» What the task asks: Repeat the material exactly, leaving nothing out.

──────── Records for this exercise ────────

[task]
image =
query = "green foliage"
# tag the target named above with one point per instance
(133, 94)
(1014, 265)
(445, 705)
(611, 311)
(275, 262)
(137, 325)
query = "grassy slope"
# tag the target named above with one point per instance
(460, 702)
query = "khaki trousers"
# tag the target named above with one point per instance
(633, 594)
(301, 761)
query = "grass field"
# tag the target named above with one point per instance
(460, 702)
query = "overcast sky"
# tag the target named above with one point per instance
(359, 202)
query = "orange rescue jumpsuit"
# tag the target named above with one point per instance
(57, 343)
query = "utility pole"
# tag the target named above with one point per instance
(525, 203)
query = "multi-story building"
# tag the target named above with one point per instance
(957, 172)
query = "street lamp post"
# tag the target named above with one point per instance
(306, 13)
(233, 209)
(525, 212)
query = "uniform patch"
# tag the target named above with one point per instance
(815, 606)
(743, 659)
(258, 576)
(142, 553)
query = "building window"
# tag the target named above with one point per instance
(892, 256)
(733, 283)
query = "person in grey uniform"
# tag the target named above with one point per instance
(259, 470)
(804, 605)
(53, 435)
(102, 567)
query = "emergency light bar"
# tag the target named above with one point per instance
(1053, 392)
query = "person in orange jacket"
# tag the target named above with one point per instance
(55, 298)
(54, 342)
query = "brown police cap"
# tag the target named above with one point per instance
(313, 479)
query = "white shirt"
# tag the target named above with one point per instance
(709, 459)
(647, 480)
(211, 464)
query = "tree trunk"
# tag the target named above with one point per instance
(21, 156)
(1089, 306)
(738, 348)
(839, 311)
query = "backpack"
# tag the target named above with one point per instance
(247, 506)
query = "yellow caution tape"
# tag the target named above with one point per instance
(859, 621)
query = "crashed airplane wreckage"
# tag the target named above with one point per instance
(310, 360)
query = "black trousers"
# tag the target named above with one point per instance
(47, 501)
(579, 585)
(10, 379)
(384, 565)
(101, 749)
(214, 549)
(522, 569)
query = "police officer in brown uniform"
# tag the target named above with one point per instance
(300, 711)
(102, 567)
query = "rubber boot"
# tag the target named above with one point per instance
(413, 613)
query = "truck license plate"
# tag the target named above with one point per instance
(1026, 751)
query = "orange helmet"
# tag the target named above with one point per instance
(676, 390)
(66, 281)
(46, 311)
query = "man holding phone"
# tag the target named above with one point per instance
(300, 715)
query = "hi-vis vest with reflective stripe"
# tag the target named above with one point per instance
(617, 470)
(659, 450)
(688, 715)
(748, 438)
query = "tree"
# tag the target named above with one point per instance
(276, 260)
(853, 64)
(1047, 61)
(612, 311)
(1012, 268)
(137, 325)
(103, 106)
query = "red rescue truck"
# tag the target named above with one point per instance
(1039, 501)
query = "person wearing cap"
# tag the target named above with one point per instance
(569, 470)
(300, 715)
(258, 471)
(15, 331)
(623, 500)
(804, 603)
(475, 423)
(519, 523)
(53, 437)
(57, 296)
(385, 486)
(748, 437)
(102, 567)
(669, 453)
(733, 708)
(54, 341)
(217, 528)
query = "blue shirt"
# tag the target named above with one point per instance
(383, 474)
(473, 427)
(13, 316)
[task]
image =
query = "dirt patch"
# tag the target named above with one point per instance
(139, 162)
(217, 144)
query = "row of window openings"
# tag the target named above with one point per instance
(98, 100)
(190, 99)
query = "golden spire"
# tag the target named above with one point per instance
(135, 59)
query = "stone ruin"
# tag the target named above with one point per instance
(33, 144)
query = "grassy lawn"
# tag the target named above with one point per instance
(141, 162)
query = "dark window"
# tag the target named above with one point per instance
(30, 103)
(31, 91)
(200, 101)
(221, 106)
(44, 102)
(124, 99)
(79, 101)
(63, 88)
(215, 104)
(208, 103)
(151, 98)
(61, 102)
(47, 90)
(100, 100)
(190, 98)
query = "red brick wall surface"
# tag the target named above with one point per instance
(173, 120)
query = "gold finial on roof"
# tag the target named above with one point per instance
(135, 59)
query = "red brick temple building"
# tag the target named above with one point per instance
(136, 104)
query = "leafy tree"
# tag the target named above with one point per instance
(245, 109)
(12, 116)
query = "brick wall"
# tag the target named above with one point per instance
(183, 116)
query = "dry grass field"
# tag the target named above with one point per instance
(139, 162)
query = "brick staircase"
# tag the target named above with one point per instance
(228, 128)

────────

» Reply:
[task]
image =
query = "green foliage"
# tag the target named above with one point per instance
(133, 94)
(1014, 265)
(445, 705)
(611, 311)
(275, 262)
(137, 325)
query = "grassy slope"
# tag the target named above with one point per instance
(460, 702)
query = "khaki trousers"
# tag the target named above with one point per instance
(633, 594)
(301, 761)
query = "grass field"
# tag the target named above with one point per instance
(460, 702)
query = "overcast sky"
# tag the target named above with one point per instance
(359, 202)
query = "orange rescue jumpsuit"
# tag the target named above with one point per instance
(57, 343)
query = "utility pole"
# tag the target named above with one point per instance
(525, 203)
query = "multi-story building"
# tag the target named above with one point per instance
(957, 172)
query = "street lamp post"
# tag the target named above with one point per instance
(306, 13)
(233, 209)
(525, 212)
query = "uniform patch"
# tag the target named above with one point per instance
(815, 606)
(743, 659)
(258, 576)
(142, 553)
query = "building window"
# tag the target named above with one point per instance
(892, 256)
(733, 283)
query = "person in grey uniform"
# tag the target named above with one point per instance
(259, 470)
(804, 605)
(53, 435)
(102, 567)
query = "emergency light bar"
# tag the target named above with one point per instance
(1053, 392)
query = "person in orange jacket"
# tag the target named above with one point per instance
(55, 298)
(54, 342)
query = "brown police cap"
# tag the target named above with one point per instance
(313, 479)
query = "white shirt"
# tag the target named above with one point per instance
(709, 459)
(647, 480)
(211, 464)
query = "tree trunk"
# tag the target named above with one point per instance
(21, 156)
(1089, 306)
(738, 348)
(839, 311)
query = "backpack"
# tag the target named above with one point per instance
(247, 506)
query = "yellow caution tape"
# tag the target named above with one point per instance
(859, 621)
query = "crashed airplane wreckage"
# tag the target named above with one point per instance
(310, 360)
query = "black trousers"
# tag the target named above with one point per instance
(47, 501)
(579, 585)
(10, 379)
(384, 565)
(101, 749)
(214, 549)
(522, 569)
query = "police officer in brown uniform"
# tag the target named above with one point per instance
(300, 711)
(102, 567)
query = "rubber boot"
# tag the target named above with one point per instance
(413, 613)
query = "truck license plate"
# tag the target named above with one point per instance
(1026, 751)
query = "orange helmet"
# tag the target named above with one point per instance
(676, 390)
(66, 281)
(46, 311)
query = "man holding phone"
# tag the target named above with one point per instance
(300, 715)
query = "hi-vis vest with reflective stripe"
# tag the target named above with one point per instance
(617, 470)
(659, 450)
(688, 715)
(748, 438)
query = "tree"
# tag the target named above with one point per instance
(276, 260)
(853, 64)
(1047, 61)
(612, 311)
(1012, 268)
(137, 325)
(103, 106)
query = "red rescue truck"
# tag the target named above with one point per instance
(1039, 501)
query = "person wearing cap"
# tag the target named above with one point per instance
(569, 470)
(300, 715)
(258, 471)
(15, 331)
(623, 500)
(804, 603)
(475, 423)
(519, 523)
(53, 437)
(57, 296)
(385, 486)
(748, 437)
(102, 567)
(669, 453)
(733, 708)
(54, 341)
(217, 528)
query = "blue shirt"
# tag the target named above with one point per instance
(383, 474)
(473, 427)
(13, 316)
[task]
image =
query = "dirt patch"
# tag the target named above with one point per instance
(139, 162)
(217, 144)
query = "row of window openings"
# tag the target named above with one point per instance
(98, 100)
(190, 99)
query = "golden spire"
# tag the target named above with one point per instance
(135, 59)
query = "stone ruin"
# tag the target named above with one point per instance
(33, 144)
query = "grassy lawn"
# tag the target named above with one point per instance
(141, 162)
query = "dark window"
# tag the target named above with one point per instance
(30, 103)
(31, 91)
(200, 101)
(221, 106)
(44, 102)
(124, 99)
(79, 101)
(63, 88)
(215, 104)
(208, 103)
(151, 98)
(61, 102)
(47, 90)
(100, 100)
(190, 98)
query = "red brick wall surface"
# tag the target named above with one point per instance
(173, 120)
query = "gold finial on roof"
# tag the target named above with one point per instance
(135, 59)
query = "red brick temple building"
# tag the target named above with one point per instance
(136, 104)
query = "leafy tree"
# tag the target named above with one point per instance
(245, 109)
(12, 116)
query = "brick wall"
# tag the target named above with one point per instance
(183, 116)
query = "dry grass field"
# tag the target named above with one point per instance
(139, 162)
query = "brick staircase"
# tag the target named above with one point per instance
(228, 128)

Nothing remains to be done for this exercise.